- _PROBLEM REQUIREMENTS_
Could you set down the lines below, from the one containing "Practice. Spot the pickup" through the final line, exactly as written?

- _MATERIAL PROVIDED_
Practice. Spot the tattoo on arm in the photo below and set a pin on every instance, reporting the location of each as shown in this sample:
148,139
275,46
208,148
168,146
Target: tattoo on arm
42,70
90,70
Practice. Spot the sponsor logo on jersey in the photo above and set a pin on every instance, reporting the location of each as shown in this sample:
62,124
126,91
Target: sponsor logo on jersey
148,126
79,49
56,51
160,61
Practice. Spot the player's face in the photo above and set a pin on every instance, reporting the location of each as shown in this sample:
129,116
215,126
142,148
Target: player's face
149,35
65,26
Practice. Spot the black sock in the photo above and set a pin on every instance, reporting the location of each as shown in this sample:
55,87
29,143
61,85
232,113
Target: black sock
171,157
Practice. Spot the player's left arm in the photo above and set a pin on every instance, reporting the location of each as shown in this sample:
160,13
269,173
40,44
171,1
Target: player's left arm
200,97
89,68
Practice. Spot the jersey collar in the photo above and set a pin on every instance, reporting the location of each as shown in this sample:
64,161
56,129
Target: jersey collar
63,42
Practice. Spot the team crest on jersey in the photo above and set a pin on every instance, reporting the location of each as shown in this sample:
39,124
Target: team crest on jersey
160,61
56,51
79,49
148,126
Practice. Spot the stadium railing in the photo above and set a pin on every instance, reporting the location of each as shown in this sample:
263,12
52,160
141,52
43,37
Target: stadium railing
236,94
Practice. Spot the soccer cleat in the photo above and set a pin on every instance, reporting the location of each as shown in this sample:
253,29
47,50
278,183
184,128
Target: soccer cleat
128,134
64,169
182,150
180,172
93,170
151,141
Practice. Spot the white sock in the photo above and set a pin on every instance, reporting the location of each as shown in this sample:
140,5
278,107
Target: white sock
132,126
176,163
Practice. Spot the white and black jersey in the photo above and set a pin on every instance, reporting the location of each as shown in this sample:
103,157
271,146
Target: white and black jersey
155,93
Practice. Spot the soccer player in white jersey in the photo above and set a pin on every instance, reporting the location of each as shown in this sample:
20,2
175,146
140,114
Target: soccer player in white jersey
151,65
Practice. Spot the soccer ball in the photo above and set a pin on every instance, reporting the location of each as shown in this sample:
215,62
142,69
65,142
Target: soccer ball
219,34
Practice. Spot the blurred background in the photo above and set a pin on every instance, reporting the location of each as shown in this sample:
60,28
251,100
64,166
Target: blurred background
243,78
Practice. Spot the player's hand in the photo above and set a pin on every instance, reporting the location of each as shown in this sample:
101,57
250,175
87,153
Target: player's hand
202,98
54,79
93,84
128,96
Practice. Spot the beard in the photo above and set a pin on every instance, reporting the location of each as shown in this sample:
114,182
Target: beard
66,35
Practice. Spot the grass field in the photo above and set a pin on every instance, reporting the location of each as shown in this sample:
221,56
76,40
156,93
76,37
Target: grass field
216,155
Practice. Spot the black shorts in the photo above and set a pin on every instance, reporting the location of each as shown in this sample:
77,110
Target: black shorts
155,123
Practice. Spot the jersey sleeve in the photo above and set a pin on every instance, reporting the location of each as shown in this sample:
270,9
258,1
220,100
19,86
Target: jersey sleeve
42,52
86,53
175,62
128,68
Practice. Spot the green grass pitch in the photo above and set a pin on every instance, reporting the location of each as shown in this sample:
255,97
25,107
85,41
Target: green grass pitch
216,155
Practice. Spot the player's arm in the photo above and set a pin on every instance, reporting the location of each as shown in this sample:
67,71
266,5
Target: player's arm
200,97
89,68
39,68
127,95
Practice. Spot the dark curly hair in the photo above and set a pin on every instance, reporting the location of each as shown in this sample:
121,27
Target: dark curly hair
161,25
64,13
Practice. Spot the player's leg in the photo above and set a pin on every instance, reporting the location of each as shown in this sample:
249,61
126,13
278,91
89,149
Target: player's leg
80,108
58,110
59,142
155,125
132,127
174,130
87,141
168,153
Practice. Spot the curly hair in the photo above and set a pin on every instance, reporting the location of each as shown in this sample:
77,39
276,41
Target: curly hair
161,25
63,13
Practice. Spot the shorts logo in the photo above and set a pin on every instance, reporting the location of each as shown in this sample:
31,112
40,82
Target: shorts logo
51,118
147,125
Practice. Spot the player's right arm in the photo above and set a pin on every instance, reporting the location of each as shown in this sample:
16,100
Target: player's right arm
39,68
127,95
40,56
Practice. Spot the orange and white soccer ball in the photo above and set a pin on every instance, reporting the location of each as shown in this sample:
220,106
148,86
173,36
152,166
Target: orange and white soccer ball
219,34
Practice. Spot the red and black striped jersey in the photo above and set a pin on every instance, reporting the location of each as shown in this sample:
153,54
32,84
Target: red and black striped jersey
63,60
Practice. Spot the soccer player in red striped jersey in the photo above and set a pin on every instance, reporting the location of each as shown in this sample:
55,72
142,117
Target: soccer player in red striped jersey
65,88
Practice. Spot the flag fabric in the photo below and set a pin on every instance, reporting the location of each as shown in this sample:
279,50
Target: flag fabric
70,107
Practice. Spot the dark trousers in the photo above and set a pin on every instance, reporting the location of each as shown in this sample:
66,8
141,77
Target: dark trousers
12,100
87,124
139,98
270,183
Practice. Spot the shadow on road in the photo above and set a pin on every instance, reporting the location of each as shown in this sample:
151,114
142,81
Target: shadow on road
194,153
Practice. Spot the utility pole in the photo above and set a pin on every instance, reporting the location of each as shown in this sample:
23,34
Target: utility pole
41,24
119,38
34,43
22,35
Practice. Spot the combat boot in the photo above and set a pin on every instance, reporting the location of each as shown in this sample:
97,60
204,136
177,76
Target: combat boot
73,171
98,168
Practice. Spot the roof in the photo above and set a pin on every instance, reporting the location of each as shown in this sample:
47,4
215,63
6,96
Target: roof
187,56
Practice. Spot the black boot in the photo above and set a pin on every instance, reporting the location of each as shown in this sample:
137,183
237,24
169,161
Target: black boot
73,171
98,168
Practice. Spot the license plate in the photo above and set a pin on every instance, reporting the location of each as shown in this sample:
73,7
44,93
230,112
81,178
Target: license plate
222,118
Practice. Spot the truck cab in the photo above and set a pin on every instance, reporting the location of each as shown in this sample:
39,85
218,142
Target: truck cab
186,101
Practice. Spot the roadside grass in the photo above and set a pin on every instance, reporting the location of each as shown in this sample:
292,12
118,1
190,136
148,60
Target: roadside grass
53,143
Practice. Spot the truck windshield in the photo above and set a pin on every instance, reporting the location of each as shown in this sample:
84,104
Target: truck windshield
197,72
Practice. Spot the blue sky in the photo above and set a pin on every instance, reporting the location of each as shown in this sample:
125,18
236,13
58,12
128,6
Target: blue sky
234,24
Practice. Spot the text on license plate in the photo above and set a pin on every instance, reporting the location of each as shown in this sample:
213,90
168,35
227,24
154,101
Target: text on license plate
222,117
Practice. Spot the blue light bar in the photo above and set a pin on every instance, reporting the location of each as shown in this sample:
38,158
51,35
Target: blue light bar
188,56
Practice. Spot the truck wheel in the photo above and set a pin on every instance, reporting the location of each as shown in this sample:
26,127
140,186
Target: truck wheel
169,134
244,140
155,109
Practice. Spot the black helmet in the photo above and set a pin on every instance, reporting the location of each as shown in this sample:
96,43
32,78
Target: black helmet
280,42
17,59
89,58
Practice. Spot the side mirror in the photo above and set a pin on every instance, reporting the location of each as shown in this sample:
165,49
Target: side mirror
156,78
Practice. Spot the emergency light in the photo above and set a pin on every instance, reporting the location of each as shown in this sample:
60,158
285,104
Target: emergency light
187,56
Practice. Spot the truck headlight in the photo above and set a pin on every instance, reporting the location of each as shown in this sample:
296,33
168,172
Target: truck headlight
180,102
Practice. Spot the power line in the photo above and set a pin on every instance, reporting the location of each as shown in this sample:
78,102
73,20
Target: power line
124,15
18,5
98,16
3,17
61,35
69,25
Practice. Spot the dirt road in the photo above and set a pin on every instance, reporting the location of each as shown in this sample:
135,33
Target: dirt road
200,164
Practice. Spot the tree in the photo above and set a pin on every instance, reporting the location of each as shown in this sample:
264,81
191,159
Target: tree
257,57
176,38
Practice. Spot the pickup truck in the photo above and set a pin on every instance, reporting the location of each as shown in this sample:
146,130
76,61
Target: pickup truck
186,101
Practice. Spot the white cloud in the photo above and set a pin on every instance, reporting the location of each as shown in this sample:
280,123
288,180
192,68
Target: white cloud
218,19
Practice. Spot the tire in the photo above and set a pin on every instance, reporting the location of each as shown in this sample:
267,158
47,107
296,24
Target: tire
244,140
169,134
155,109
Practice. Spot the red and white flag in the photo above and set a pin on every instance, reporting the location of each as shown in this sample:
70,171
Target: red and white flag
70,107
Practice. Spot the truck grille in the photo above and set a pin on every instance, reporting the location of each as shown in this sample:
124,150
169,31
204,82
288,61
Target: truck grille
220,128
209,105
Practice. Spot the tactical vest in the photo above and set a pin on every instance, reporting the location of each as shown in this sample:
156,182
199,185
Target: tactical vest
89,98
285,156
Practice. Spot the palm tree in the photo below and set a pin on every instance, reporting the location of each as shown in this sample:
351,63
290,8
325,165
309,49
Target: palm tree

- _EXERCISE ANSWER_
Practice. Spot the pickup truck in the photo above and set a pin on every instance, reporting the location of each as shown in this sample:
146,130
76,61
Target: pickup truck
186,101
Practice. Spot the white cloud in the photo above and set a pin on every instance, reporting the location of each as shown in this sample:
280,123
288,180
192,68
Target: white cloud
218,19
Practice. Spot the tire in the photo above and set a pin on every instance, reporting the location of each as shown in this sample:
267,158
47,107
296,24
Target: tire
244,140
169,134
155,109
Practice. Spot the red and white flag in the photo above and set a pin on every instance, reporting the location of each as shown in this sample:
70,171
Target: red and white flag
70,107
Practice. Spot the truck grille in the photo above and set a pin on every instance, reporting the location of each as shown in this sample:
124,150
169,31
204,82
288,61
Target: truck grille
220,128
209,105
Practice. Spot the tactical vest in the photo above and set a pin on every instance, reporting the location of each as shown in this sample:
156,182
199,185
Target: tactical vest
89,98
285,156
Practice. Spot the palm tree in the photo below and set a pin on every instance, reporting the location of each as shown in this sample:
351,63
290,8
325,165
309,49
Target: palm tree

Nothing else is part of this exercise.